■ Task requirements
Find each line below that contains the word "rough" and copy those lines out. Case counts.
[Source data Boundary: Start]
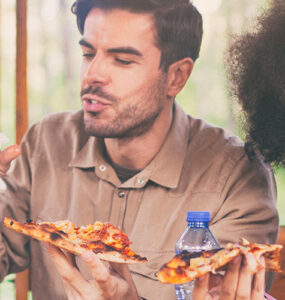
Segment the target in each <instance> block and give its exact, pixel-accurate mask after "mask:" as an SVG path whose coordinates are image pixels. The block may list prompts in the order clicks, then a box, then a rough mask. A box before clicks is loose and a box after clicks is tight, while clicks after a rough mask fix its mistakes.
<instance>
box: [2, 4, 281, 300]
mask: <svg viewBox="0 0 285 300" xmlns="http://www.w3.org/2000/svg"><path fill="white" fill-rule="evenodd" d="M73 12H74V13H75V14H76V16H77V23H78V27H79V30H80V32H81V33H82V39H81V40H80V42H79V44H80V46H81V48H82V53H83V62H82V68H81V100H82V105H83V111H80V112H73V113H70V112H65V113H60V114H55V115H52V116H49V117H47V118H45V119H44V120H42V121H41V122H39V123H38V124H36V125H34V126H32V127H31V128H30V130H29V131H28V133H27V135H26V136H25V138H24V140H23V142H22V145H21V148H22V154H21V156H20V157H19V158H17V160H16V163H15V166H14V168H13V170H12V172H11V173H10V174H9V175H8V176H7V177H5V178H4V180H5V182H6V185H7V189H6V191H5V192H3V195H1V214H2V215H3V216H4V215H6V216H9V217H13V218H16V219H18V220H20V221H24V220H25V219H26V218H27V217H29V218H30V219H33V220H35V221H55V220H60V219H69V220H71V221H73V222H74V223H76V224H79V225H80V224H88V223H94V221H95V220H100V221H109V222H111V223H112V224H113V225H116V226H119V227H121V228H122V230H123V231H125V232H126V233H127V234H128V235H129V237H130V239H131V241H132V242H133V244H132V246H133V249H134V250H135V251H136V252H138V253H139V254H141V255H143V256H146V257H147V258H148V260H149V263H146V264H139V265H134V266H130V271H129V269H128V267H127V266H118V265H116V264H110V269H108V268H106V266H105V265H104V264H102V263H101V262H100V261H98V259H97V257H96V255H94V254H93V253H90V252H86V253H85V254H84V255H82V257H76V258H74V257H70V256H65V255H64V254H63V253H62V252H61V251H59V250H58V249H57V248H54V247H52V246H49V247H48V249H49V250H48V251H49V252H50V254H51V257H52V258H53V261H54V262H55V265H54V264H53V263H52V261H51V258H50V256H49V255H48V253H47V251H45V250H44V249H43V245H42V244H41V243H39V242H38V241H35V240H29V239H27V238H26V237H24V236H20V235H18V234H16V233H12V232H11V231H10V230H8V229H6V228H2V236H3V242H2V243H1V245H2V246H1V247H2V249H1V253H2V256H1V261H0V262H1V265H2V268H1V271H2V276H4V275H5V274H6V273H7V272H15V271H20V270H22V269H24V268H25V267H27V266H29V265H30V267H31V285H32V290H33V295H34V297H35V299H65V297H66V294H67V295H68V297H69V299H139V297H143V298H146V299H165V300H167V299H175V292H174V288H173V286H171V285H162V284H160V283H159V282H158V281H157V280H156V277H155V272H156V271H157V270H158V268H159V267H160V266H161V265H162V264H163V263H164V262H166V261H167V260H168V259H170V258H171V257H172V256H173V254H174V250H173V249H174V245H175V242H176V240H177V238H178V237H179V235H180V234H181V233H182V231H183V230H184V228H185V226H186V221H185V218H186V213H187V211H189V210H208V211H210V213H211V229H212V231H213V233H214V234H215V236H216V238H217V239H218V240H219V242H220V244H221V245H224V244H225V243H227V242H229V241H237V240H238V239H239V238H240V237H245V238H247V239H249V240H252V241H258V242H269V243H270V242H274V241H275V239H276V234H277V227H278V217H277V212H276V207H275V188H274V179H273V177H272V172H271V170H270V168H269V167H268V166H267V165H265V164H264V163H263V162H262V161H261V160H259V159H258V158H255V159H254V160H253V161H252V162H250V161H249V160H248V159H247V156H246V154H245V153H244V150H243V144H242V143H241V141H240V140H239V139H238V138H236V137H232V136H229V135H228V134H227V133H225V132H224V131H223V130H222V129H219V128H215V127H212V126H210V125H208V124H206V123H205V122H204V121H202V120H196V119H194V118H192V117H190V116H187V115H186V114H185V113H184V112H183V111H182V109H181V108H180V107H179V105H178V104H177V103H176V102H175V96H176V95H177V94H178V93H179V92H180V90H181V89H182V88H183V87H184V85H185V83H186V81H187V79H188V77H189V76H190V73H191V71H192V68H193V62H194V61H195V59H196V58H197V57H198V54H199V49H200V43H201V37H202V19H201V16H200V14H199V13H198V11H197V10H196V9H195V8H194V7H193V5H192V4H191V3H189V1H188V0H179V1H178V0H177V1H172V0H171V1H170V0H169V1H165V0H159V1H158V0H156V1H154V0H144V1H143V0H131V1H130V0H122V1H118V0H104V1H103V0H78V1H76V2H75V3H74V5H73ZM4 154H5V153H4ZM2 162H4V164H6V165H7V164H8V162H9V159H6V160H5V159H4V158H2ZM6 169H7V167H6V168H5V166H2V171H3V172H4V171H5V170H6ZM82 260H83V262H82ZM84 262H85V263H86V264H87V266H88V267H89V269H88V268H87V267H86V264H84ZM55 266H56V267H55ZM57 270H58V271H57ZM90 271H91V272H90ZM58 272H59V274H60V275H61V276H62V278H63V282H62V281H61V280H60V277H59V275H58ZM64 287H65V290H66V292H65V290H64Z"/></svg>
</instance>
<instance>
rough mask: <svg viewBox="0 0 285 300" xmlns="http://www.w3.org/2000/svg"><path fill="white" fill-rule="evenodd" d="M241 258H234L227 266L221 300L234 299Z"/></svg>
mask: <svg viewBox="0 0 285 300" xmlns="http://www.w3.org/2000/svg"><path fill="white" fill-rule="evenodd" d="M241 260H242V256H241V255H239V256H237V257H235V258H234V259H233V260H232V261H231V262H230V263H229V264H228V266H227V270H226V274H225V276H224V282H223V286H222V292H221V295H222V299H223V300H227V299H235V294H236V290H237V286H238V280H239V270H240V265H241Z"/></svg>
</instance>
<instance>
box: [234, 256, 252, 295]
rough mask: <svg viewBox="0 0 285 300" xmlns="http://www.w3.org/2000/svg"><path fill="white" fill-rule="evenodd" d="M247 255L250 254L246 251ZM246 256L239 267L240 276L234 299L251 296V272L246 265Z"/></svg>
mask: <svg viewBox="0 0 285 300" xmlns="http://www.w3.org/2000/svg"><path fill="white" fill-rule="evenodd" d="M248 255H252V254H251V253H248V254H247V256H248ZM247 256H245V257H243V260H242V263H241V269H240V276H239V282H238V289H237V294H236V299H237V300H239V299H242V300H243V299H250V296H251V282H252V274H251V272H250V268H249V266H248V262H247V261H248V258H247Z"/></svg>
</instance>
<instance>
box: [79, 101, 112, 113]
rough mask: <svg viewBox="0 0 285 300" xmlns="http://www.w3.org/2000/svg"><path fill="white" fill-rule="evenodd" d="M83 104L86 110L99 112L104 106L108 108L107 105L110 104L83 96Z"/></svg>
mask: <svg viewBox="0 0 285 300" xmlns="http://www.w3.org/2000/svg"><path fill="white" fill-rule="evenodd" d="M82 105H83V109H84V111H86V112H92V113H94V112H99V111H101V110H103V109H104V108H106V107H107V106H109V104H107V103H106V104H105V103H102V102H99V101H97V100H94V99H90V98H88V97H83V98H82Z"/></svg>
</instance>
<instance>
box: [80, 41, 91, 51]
[Source data Boundary: End]
■ Answer section
Segment the target in each <instance> block and give its exact, pixel-accurate mask after "mask:" as an SVG path whose coordinates are image pixels. The block may list prompts in the order clicks, then a box, then a rough mask. A box before clicks is loose and a box after clicks is tight, while clicks after a rough mask fix its mistakes.
rough mask: <svg viewBox="0 0 285 300" xmlns="http://www.w3.org/2000/svg"><path fill="white" fill-rule="evenodd" d="M241 258H234L227 266L221 300L234 299Z"/></svg>
rough mask: <svg viewBox="0 0 285 300" xmlns="http://www.w3.org/2000/svg"><path fill="white" fill-rule="evenodd" d="M247 255L250 254L246 251ZM246 256L239 267L240 276L234 299L251 296V272L246 265Z"/></svg>
rough mask: <svg viewBox="0 0 285 300" xmlns="http://www.w3.org/2000/svg"><path fill="white" fill-rule="evenodd" d="M83 104L86 110L99 112L104 106L108 108L107 105L110 104L83 96Z"/></svg>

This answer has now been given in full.